SELECTED TEXT:
------

Partial cacheline flush problems on ARM and MIPS

Mon Aug 27 19:18:55 UTC 2012

On Aug 27, 2012, at 1:00 PM, Ian Lepore wrote:

> On Mon, 2012-08-27 at 09:53 -0700, Adrian Chadd wrote:
>> On 27 August 2012 09:08, Ian Lepore <freebsd at damnhippie.dyndns.org> wrote:
>> 
>>> If two DMAs are going on concurrently in the same buffer, one is going
>>> to finish before the other, leading to a POSTxxxx sync op happening for
>>> one DMA operation while the other is still in progress.  The unit of
>>> granularity for sync operations is the mapped region, so now you're
>>> syncing access to a region which still has active DMA happening within
>>> it.
>> 
>> Right. But the enforced idea is "DMA up to this point should be
>> flushed to memory."
>> 
>>> While I think it's really an API definition issue, think about it in
>>> terms of a potential implementation... What if the CPU had to access the
>>> memory as part of the sync for the first DMA that completes, while the
>>> second is still running?  Now you've got pretty much exactly the same
>>> situation as when a driver subdivides a buffer without knowing about the
>>> cache alignment; you end up with the CPU and DMA touching data in the
>>> same cachline and no sequence of flush/invalidate can be g'teed to
>>> preserve all data correctly.
>> 
>> Right. So you realise at that point you can't win and you stick each
>> of those pieces in a different cache line.
>> 
> 
> Actually, I think that even discussing cache lines in this context is a
> mistake (yeah, I'm the one who did so above, in trying to relate an
> abstract API design concept to a real-world hardware example).
> 
> Drivers are not supposed to know about interactions between DMA
> transfers and cache lines or other machine-specific constraints; that
> info is supposed to be encapsulated and hidden within busdma.  I think a
> driver making the assumption that it can do DMA safely on a buffer as
> long as that buffer is cacheline-granular is just as flawed as assuming
> that it can do DMA safely on any arbitrarily sized and aligned buffer.
> 
> So the right way to "stick each of those pieces in a different cache
> line" is to allocate two different buffers, one per concurrent DMA
> transfer.  Or, really, to use two separate busdma mappings would be the
> more rigorous way to say it, since the mapping is the operation at which
> constraints come into play.  Thinking of it that way then drives the
> need to document that if multiple mappings describe the same area of
> physical memory, then concurrent operations on those maps yield
> unpredictable results.

Despite what I said earlier, I think this is sane.  busdma only should support one DMA active at a time into a buffer.  If the driver wants to do two different ones, they are on their own.

Warner

------

Point-labeling material:
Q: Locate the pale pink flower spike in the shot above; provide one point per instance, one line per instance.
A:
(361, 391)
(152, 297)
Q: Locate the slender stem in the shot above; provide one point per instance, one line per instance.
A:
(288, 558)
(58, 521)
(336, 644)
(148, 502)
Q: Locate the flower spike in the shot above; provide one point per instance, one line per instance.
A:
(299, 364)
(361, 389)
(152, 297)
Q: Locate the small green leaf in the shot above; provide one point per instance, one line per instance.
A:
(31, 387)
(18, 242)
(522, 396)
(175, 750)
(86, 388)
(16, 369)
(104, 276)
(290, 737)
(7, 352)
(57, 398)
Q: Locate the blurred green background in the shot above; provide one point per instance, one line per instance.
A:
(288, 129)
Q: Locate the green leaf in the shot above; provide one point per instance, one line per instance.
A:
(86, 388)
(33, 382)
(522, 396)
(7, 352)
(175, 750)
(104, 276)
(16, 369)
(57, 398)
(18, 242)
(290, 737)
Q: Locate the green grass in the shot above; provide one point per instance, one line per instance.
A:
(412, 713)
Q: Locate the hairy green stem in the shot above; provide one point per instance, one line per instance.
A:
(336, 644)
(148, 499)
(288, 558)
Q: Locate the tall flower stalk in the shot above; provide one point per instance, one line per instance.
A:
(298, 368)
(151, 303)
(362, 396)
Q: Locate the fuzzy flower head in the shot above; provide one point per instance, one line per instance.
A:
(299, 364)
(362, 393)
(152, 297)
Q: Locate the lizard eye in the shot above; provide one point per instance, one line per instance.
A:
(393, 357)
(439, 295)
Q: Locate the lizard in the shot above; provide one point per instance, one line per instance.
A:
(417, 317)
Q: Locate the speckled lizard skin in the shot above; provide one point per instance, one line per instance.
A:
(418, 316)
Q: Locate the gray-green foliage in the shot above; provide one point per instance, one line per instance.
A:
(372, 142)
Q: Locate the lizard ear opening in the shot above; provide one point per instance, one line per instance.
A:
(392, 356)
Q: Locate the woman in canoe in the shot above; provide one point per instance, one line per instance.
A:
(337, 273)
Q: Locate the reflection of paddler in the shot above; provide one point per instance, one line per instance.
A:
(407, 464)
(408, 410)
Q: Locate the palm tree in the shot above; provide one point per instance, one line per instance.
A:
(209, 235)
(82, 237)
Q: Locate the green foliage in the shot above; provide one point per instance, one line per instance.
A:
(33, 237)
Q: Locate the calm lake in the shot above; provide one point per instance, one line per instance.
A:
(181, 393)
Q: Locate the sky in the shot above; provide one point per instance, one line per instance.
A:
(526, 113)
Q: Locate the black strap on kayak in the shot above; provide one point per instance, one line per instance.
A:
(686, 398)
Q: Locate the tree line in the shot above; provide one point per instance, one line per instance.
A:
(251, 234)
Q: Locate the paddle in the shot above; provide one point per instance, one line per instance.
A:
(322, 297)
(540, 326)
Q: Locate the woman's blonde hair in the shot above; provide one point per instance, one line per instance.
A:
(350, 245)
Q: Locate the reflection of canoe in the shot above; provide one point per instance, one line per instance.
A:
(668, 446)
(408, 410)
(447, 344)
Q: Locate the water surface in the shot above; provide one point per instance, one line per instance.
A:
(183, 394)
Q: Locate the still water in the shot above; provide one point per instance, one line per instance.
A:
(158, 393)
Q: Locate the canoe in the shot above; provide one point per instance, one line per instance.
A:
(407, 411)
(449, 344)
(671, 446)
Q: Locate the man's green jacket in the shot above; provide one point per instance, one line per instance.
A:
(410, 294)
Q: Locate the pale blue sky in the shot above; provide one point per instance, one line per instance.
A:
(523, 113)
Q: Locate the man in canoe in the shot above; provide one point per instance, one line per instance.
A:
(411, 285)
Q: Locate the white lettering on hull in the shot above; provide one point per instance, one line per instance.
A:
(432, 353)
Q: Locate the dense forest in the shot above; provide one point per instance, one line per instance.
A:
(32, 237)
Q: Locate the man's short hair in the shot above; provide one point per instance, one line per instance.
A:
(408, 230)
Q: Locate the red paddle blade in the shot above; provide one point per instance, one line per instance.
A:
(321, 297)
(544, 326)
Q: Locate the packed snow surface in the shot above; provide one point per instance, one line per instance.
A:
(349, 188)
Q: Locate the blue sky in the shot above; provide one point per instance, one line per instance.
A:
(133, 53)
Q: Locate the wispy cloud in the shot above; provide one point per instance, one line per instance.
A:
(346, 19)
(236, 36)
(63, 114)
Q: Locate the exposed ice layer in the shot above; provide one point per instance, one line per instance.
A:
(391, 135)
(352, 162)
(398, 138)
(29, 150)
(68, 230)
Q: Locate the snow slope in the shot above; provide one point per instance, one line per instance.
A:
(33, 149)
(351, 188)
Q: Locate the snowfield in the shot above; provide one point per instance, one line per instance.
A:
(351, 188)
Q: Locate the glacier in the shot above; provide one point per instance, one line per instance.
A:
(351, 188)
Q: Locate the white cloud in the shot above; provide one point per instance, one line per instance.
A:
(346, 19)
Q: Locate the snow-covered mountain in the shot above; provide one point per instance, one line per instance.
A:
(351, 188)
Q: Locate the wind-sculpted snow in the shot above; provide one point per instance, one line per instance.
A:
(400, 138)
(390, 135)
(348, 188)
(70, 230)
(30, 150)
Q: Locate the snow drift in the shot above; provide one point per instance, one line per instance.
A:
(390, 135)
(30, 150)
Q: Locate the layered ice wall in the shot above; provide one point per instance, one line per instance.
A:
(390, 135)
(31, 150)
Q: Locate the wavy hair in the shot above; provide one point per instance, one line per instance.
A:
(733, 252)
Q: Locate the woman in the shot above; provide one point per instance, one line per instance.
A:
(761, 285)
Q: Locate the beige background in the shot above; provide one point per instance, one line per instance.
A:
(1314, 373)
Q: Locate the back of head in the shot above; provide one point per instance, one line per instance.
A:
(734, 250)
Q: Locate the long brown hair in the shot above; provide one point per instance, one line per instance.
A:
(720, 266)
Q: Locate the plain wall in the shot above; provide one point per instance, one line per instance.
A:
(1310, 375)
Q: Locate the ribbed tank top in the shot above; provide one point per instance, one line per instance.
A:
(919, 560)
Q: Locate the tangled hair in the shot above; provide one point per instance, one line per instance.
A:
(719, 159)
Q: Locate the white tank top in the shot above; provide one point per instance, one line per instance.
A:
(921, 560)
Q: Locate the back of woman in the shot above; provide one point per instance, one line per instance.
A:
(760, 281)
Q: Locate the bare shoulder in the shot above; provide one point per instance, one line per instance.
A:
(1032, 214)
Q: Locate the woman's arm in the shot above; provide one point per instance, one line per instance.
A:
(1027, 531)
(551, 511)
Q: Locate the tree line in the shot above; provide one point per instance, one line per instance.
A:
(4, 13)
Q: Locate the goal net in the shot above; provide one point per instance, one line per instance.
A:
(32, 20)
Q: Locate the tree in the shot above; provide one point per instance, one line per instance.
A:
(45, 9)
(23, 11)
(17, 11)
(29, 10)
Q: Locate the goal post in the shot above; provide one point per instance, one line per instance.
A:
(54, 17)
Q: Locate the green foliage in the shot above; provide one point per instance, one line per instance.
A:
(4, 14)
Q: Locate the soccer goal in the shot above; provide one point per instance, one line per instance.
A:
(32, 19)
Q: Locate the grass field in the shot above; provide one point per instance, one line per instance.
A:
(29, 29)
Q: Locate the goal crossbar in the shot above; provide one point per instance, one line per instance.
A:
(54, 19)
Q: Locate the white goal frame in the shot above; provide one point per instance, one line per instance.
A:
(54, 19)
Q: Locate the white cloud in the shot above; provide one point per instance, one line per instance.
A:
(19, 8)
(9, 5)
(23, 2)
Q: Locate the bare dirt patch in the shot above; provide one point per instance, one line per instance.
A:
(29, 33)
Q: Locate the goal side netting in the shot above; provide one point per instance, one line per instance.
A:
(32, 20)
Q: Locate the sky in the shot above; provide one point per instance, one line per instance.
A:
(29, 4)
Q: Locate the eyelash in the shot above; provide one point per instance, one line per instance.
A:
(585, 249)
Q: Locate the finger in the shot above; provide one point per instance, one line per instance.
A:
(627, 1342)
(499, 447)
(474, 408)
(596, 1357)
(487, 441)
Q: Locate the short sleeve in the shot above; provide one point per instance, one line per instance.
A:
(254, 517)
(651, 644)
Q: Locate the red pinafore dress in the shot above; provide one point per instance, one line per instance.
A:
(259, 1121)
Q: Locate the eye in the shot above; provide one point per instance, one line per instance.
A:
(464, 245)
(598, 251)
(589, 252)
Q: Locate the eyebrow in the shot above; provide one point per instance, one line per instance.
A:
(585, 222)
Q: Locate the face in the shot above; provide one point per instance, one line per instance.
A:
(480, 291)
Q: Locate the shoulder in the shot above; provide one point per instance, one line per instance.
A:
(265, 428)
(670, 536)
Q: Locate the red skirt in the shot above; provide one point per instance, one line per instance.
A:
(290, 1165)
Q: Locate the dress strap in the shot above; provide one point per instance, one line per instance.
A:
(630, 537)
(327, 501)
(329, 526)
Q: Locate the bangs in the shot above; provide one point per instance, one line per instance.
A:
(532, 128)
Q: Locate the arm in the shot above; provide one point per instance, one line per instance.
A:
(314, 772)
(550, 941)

------

INSTRUCTIONS TO FOLLOW: Write out the part of the cacheline flush thread starting at "Despite what I" and ending at "on their own.". Rely only on the cacheline flush thread.

REPLY TO THE EXERCISE:
Despite what I said earlier, I think this is sane.  busdma only should support one DMA active at a time into a buffer.  If the driver wants to do two different ones, they are on their own.